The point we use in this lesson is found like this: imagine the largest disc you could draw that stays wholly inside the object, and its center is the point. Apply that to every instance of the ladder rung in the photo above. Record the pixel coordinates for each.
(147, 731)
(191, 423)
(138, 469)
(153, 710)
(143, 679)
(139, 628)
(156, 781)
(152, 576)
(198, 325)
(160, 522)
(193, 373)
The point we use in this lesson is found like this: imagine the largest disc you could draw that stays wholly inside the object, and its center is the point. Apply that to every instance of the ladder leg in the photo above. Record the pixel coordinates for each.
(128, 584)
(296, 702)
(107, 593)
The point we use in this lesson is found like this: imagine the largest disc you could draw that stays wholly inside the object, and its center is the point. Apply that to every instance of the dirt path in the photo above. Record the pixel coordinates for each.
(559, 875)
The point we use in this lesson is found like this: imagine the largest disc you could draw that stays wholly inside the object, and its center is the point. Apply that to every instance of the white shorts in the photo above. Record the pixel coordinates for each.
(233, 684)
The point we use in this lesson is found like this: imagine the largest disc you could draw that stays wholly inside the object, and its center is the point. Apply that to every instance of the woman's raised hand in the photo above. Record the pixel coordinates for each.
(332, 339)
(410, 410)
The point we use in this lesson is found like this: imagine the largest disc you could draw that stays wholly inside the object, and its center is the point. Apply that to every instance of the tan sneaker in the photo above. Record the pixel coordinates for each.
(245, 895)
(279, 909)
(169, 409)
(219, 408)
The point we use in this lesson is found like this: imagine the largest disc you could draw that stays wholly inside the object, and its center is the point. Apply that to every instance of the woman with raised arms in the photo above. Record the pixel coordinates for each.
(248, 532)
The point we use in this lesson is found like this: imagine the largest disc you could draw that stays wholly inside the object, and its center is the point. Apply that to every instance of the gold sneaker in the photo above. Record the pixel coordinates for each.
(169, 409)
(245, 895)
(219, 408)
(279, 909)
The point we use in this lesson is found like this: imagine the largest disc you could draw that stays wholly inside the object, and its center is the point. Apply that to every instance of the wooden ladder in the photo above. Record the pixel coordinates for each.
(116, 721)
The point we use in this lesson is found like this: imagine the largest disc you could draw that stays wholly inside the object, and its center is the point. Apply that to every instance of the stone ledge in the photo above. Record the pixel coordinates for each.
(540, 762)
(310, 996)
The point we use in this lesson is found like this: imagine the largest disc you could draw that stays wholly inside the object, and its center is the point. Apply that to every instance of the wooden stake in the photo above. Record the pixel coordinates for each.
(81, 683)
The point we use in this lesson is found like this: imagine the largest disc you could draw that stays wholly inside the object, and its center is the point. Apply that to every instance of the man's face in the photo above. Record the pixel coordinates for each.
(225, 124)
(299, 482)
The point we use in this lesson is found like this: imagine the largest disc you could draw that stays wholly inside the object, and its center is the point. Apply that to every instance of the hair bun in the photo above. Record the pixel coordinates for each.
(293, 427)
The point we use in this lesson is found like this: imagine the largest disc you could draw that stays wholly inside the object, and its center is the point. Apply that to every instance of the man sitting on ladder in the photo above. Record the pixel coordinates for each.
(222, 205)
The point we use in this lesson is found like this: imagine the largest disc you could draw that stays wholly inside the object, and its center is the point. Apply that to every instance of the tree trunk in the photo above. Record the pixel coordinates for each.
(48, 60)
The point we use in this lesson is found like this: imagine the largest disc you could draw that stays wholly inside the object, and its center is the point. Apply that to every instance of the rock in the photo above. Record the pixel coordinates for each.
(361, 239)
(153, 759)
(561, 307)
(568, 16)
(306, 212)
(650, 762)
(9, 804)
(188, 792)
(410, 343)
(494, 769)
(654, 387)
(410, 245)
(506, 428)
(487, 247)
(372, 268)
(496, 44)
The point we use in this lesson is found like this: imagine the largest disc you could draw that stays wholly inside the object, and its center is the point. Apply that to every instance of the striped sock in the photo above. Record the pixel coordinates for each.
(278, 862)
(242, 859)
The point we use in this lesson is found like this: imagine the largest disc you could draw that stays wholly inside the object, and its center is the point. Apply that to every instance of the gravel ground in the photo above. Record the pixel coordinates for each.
□ □ □ □
_Work to be completed_:
Put every item above into a numbered list, leaving out any blank lines.

_Answer for this exercise_:
1. The point we use in this lesson is found like this: imagine the largest disc you could draw that stays wholly inside the object, and its center is the point. Apply that to every instance of the ladder rung in the photo above. Record the pixel coordinates for each.
2. (147, 731)
3. (191, 423)
4. (138, 469)
5. (153, 710)
6. (143, 679)
7. (139, 628)
8. (156, 781)
9. (152, 576)
10. (198, 325)
11. (160, 522)
12. (193, 373)
13. The point we use in this lesson is found like this: imagine the largest disc you could draw that stays wholly inside the object, and its center is the point. Apply that to every instance of the ladder leg in the photo above. Record the pixel coordinates for each.
14. (128, 584)
15. (296, 702)
16. (107, 593)
17. The point we use in this lesson is found like this: imagine the largest disc you could draw that stays wholly inside the object, and its center is the point. Apply that to every instance of the dirt path in the photo above. Record the pixel coordinates for each.
18. (559, 875)
19. The point we use in this lesson is found like this: imagine the largest disc you could draw that stays wholly inside the object, and its center is the point. Apply that to every instance of the white shorts in the photo above. Record the pixel coordinates for each.
20. (233, 684)
21. The point we use in this lesson is found like this: imagine the largest disc you could draw that stays wholly inside the object, and its center is the point. Apply that to every instance of the woman's raised hand in the photo above. Record the pixel coordinates for each.
22. (332, 339)
23. (410, 410)
24. The point we use in this lesson is found like this: imagine the largest disc you could draw that stays wholly inside the object, and its center is the point. Apply that to every instance of the tan sneaker in the photo above. Record the pixel coordinates for each.
25. (245, 895)
26. (279, 909)
27. (169, 409)
28. (219, 408)
29. The point we use in this lesson is found like this: imagine the largest disc you could draw that stays wholly inside the object, and its center is the point. Apply that to every instance of the woman with raised arms in the photo above. Record the pixel coordinates for each.
30. (248, 532)
31. The point we use in this lesson is found like this: imagine the largest disc you could draw that stays wholly inside the object, and its center is the point. Apply that to every instance of the gold sneaker in the photo above. Record the pixel coordinates for each.
32. (169, 409)
33. (245, 895)
34. (219, 408)
35. (279, 909)
36. The point we use in this lesson is found like this: imagine the largest disc you could draw that stays wholly inside the object, and its center is the point. Apply that to every instance of the wooden ladder in the photo above. Record the pixel coordinates for each.
37. (116, 721)
38. The point we use in this lesson is found like this: imagine the largest disc you could draw that stays wholly inside the object, and its center is the point. Apply that to every instance of the stone ledge in the photo above. Record the pixel coordinates for each.
39. (540, 762)
40. (310, 996)
41. The point we use in this lesson is found like this: imagine the largest disc you could draw that stays wholly inside the object, and its center is the point. Apply that to every instance of the wooden stake in the photo above. Record the pixel coordinates for each.
42. (81, 683)
43. The point we use in this lesson is found like this: imagine the largest disc you could draw that stays wholly inside the object, and its center is the point. Apply that to every instance of the man's face in the photo above. Record the pixel coordinates for each.
44. (225, 124)
45. (299, 482)
46. The point we use in this lesson is found like this: imagine the largest disc you could draw that stays wholly inside the object, and its center is the point. Apply that to every instance of the hair bun in the photo above. Record the pixel coordinates for each.
47. (293, 427)
48. The point we use in this lesson is found like this: imagine the largest disc you could draw that stays wholly inside the object, and its center is the point. Apply that to every instance of the man sitting on ladder in the photo above. Record the pixel coordinates for each.
49. (222, 205)
50. The point we use in this lesson is found like this: imagine the largest disc you could draw that stays wholly inside the object, and its center is the point. Apply that to every instance of the tree trunk in the photo above. Record the pixel coordinates for each.
51. (48, 60)
52. The point we use in this lesson is found like this: imagine the largest disc you could draw that stays wholly inside the object, and its center is the point. Apply that to every instance of the rock in the photo above. Record the pixel coordinates for each.
53. (361, 239)
54. (153, 759)
55. (561, 307)
56. (568, 16)
57. (306, 212)
58. (650, 762)
59. (9, 804)
60. (188, 792)
61. (410, 343)
62. (494, 769)
63. (654, 387)
64. (410, 245)
65. (506, 428)
66. (487, 247)
67. (372, 268)
68. (496, 44)
69. The point we use in this lesson is found like this: imagine the largest disc you could draw that stays wholly inside the object, and its center is the point. Apply that to every instance of the striped sock in the photo above. Record the pixel coordinates for each.
70. (278, 862)
71. (242, 859)
72. The point we use in this lesson is found like this: imagine the largest disc you could draw that stays wholly inside the object, and its center is the point. Apply that to every instance of the gravel ground in the photo above. Record the pixel coordinates for each.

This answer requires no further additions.